— BEGIN AVAILABLE DATA —
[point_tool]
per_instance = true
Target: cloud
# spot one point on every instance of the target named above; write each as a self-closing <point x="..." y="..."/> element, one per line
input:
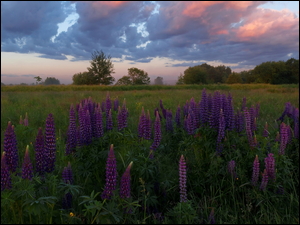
— END AVAILABLE DATA —
# GIVEN PROBLEM:
Rewrite the lines above, switching "cloud" to "airplane" and leaving everything else unchanged. Leave out the pictures.

# ANSWER FOR THIS EXERCISE:
[point_tool]
per_instance = true
Target: airplane
# spot one point on every instance of the target named above; write each as a self-closing <point x="..." y="..."/> element, one per line
input:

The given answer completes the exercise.